*Passage given*.

The Center for Global Development is working on an idea which they call Cash on Delivery aid, in which donors make a binding commitment to developing country governments to provide aid according to the outputs that the government delivers. I think this is a good idea in principle, and hope that it can be tested to see whether and how it could work in practice. The UK Conservative party have said in their Green Paper that if they are elected they will use Cash on Delivery to link aid to results.
Linking aid more closely to results is attractive from many different perspectives. My own view is that linking aid directly to results will help to change the politics of aid for donors. Many of the most egregiously ineffective behaviours in aid are a direct result of donors’ (very proper) need to show to their taxpayers how money has been used. Because traditional aid is not directly linked to results, donors end up focusing on inputs and micromanaging how aid is spent instead, with all the obvious consequences for transactions costs, poor alignment with developing countries systems and priorities and lack of harmonisation. If we could link aid more directly to results, I think donors will be freed from many of the political pressures they currently face to deliver aid badly; and it would be politically easier to defend large increases in aid budgets.
Other people support Cash on Delivery aid for other reasons. Ministers and officials of developing country governments see it as a way to access more money without the attendant costs of conditionality and foreign interference in domestic policy. Some people see results-based aid as a way to restore the accountability of developing country governments to their own citizens, a social contract in which aid donors too often inadvertently interfere. Especially in the US, some people believe that linking aid to results can create stronger incentives for developing country governments to deliver high quality public services. Others support Cash on Delivery because it will improve the allocation of aid resources, since money flows to the places where services are being delivered and away from the places where money is being wasted. With all these complementary reasons there appears to be the possibility of a broad coalition of people in favour of moving ahead with testing whether Cash on Delivery aid can work in practice.
But there is one group of people for whom these ideas seem to be quite unsettling: development professionals in aid agencies and NGOs.
I recently wrote a response to a brief by CAFOD about some possible concerns about Cash on Delivery aid. As I was doing so I realised that the questions asked by some development professionals reveal some discomfort about the possible impact of results-based aid on the quality and content of their jobs. The “risks” identified in the CAFOD brief are not primarily about the consequences for development but rather risks to the privileged position enjoyed by professional staff in aid agencies and NGOs.
You can judge for yourself whether I am caricaturing the risks set out in the CAFOD paper, but they essentially amount to this: under Cash on Delivery aid money would flow to those governments best able to make use of it; governments would have freedom to decide which services to provide and to whom; governments would be able to decide how to use resources; governments would be accountable for their choices and the results; and progress would be measured according to internationally-agreed targets for impact rather than inputs and intermediate targets negotiated behind closed doors.

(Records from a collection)

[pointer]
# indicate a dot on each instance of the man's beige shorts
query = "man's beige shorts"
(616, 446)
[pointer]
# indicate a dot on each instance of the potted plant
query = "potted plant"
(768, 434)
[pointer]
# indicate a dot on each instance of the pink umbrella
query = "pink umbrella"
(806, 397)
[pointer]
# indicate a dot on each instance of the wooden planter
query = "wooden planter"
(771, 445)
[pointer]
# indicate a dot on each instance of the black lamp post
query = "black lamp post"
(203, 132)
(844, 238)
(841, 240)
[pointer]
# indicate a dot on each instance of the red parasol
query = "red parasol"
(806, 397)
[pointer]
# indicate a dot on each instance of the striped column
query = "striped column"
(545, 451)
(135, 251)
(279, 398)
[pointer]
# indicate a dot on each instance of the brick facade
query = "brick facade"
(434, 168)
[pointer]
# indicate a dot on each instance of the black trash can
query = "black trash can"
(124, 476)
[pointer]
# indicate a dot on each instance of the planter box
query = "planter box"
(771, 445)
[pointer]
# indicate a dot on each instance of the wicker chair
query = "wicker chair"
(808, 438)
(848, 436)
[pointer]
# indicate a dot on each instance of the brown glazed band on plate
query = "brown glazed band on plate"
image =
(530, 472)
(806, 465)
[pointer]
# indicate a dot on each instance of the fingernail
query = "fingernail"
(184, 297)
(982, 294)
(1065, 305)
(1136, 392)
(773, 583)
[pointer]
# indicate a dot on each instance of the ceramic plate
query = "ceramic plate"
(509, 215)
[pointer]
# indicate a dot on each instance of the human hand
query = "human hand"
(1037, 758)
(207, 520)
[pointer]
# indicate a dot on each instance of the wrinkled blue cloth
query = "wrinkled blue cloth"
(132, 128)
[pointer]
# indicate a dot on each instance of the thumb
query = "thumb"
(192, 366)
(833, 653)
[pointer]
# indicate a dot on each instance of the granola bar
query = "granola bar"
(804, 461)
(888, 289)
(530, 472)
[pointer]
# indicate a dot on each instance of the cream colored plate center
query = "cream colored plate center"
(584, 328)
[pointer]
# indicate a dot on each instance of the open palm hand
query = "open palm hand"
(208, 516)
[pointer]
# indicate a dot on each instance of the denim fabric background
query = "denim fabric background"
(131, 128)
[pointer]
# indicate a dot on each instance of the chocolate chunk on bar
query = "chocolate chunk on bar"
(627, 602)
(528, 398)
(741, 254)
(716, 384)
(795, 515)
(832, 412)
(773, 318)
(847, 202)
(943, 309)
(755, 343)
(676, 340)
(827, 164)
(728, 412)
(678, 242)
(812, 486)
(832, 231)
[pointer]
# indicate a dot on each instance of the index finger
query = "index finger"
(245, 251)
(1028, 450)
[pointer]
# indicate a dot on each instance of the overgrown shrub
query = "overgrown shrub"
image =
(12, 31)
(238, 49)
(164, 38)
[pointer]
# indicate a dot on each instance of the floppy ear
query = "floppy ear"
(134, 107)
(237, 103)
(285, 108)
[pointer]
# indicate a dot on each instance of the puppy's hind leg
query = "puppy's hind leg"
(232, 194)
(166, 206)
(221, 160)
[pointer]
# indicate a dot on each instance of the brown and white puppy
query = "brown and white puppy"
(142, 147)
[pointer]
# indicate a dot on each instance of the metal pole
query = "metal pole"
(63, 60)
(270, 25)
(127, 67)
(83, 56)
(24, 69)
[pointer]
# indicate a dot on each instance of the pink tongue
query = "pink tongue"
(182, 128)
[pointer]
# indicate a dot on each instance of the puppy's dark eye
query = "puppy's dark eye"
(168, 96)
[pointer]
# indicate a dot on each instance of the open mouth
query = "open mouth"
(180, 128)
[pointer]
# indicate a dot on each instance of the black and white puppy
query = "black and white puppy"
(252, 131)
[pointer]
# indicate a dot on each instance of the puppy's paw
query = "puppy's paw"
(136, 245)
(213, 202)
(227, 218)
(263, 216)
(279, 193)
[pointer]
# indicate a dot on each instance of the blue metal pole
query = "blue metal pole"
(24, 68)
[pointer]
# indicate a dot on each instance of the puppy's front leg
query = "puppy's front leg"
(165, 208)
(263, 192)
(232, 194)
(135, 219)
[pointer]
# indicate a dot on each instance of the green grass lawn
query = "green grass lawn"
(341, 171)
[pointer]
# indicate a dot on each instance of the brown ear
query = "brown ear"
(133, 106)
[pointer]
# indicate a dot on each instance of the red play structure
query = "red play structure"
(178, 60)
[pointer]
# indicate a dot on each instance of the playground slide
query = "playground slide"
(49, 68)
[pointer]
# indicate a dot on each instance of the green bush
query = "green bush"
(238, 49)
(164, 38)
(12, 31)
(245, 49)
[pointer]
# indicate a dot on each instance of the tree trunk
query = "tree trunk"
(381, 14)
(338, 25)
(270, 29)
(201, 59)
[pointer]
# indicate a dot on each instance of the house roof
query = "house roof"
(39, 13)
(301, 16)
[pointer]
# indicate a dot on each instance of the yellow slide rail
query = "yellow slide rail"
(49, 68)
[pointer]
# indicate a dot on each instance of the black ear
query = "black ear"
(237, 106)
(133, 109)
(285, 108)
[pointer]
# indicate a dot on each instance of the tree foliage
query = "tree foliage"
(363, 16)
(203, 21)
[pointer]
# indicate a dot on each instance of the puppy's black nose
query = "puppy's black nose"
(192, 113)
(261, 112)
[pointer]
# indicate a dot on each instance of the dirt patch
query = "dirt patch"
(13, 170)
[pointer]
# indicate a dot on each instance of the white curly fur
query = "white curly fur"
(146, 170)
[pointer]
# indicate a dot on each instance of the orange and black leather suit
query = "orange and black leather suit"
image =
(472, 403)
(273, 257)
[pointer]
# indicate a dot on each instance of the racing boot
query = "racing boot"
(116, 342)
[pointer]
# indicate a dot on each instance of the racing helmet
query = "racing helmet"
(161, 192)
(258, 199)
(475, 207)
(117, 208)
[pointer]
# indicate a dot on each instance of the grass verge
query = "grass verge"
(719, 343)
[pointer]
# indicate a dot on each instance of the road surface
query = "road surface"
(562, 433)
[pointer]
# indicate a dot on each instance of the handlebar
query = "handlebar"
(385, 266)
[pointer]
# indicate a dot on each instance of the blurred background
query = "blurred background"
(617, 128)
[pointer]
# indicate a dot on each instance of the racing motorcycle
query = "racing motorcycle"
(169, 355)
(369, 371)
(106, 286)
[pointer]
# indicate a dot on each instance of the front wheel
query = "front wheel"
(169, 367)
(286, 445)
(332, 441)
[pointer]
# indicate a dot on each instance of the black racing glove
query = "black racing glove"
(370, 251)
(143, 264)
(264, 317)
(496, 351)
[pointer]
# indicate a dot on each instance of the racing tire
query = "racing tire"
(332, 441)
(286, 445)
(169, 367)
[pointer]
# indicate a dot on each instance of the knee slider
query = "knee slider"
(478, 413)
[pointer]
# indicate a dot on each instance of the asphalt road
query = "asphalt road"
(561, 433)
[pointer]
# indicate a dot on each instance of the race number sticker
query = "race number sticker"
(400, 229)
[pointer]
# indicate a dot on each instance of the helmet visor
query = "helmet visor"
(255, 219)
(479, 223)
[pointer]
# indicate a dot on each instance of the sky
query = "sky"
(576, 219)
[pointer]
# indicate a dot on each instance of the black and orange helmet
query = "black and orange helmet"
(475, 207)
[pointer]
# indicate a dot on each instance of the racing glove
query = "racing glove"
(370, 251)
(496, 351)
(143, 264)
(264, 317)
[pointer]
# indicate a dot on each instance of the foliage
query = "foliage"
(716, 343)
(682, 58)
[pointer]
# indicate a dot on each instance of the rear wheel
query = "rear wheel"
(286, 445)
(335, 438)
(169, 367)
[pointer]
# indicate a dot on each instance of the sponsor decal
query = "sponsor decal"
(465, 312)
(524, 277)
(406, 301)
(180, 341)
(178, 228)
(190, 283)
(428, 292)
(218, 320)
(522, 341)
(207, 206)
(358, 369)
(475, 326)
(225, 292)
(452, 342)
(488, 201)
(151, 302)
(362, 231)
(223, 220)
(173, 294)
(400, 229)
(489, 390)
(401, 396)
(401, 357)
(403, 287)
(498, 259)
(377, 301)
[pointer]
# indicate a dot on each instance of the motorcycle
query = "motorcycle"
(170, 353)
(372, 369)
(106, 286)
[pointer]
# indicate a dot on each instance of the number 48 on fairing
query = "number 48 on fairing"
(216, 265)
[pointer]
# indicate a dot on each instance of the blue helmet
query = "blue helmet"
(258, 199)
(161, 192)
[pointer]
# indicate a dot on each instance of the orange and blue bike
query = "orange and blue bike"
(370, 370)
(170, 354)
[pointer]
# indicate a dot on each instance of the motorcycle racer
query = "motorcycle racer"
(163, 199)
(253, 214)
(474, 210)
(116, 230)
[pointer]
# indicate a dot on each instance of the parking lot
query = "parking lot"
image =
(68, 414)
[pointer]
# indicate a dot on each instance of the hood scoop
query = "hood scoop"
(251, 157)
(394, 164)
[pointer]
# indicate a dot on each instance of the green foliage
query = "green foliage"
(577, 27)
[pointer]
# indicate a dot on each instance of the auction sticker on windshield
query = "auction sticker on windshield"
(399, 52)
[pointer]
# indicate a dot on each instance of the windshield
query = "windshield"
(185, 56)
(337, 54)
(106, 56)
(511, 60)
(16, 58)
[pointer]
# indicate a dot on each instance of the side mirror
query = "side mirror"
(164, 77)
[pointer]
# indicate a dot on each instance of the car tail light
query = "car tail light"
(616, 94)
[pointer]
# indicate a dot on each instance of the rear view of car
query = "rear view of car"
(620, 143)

*Short problem A*. In the Cash on Delivery passage, which organization is working on the idea?
*Short problem B*. According to the Cash on Delivery passage, why do donors end up focusing on inputs and micromanaging how aid is spent?
*Short problem C*. From the Cash on Delivery passage, pull out the text from "I recently wrote" to "staff in aid agencies and NGOs.", word for word.

*Right answer A*. The Center for Global Development.

*Right answer B*. Donors need to show their taxpayers how money has been used. Because traditional aid is not directly linked to results, they focus on inputs and micromanage spending instead.

*Right answer C*.
I recently wrote a response to a brief by CAFOD about some possible concerns about Cash on Delivery aid. As I was doing so I realised that the questions asked by some development professionals reveal some discomfort about the possible impact of results-based aid on the quality and content of their jobs. The “risks” identified in the CAFOD brief are not primarily about the consequences for development but rather risks to the privileged position enjoyed by professional staff in aid agencies and NGOs.